■ Task material
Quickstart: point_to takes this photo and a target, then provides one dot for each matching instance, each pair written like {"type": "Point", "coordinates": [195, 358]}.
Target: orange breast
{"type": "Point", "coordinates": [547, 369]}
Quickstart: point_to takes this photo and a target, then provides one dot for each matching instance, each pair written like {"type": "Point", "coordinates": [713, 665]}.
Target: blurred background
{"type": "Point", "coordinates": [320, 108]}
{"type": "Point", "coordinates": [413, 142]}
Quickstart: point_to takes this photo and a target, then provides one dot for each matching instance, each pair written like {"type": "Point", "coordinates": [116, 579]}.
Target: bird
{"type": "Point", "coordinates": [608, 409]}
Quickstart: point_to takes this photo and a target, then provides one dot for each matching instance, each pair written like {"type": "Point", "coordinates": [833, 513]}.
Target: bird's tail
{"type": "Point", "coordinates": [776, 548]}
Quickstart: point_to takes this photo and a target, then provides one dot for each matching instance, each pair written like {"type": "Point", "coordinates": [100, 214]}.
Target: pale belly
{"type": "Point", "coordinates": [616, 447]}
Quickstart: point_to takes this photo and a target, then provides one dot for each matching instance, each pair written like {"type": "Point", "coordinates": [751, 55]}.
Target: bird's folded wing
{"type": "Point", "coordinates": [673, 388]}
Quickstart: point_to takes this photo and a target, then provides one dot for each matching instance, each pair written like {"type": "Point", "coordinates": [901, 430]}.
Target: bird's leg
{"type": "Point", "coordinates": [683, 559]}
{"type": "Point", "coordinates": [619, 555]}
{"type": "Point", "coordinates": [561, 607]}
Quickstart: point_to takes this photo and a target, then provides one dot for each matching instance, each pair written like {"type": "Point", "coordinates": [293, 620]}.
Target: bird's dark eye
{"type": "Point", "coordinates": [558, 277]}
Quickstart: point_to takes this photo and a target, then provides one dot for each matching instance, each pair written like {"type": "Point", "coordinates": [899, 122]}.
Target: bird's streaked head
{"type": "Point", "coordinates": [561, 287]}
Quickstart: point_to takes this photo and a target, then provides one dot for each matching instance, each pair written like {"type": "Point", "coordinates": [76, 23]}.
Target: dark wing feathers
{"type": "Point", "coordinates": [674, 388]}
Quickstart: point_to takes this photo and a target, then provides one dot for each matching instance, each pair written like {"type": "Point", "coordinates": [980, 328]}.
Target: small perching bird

■ Given request
Write the data back out verbatim.

■ Response to the task
Quickstart: point_to takes this photo and a target, then provides one dot for each matching instance, each pair written like {"type": "Point", "coordinates": [195, 358]}.
Target: orange breast
{"type": "Point", "coordinates": [547, 369]}
Quickstart: point_to takes this photo and a target, then provides one dot for each matching instance, each pair written like {"type": "Point", "coordinates": [713, 665]}.
Target: blurred background
{"type": "Point", "coordinates": [320, 108]}
{"type": "Point", "coordinates": [413, 142]}
Quickstart: point_to takes this photo and a target, then provides one dot for each matching instance, each pair written like {"type": "Point", "coordinates": [116, 579]}.
Target: bird
{"type": "Point", "coordinates": [608, 409]}
Quickstart: point_to takes this photo and a target, then provides one dot for each matching instance, each pair written like {"type": "Point", "coordinates": [833, 513]}.
Target: bird's tail
{"type": "Point", "coordinates": [776, 548]}
Quickstart: point_to takes this photo and a target, then provides one dot for each matching instance, each pair written like {"type": "Point", "coordinates": [100, 214]}.
Target: pale belly
{"type": "Point", "coordinates": [616, 447]}
Quickstart: point_to takes this photo and a target, then provides one dot for each matching instance, each pair written like {"type": "Point", "coordinates": [751, 55]}.
Target: bird's folded wing
{"type": "Point", "coordinates": [673, 388]}
Quickstart: point_to takes this photo and a target, then provides one dot for each matching instance, each pair written like {"type": "Point", "coordinates": [901, 430]}.
Target: bird's leg
{"type": "Point", "coordinates": [683, 559]}
{"type": "Point", "coordinates": [619, 555]}
{"type": "Point", "coordinates": [561, 607]}
Quickstart: point_to takes this photo and a target, then provides one dot for each matching instance, each pair written like {"type": "Point", "coordinates": [293, 620]}.
Target: bird's dark eye
{"type": "Point", "coordinates": [558, 277]}
Quickstart: point_to takes this photo and a target, then provides one dot for each matching instance, each pair written like {"type": "Point", "coordinates": [899, 122]}.
Target: bird's streaked head
{"type": "Point", "coordinates": [561, 287]}
Quickstart: point_to takes this photo and a target, then provides one dot for each matching instance, each pair written like {"type": "Point", "coordinates": [76, 23]}.
Target: dark wing feathers
{"type": "Point", "coordinates": [674, 388]}
Quickstart: point_to takes this photo and a target, then provides one dot for each matching instance, each pair written like {"type": "Point", "coordinates": [980, 328]}.
Target: small perching bird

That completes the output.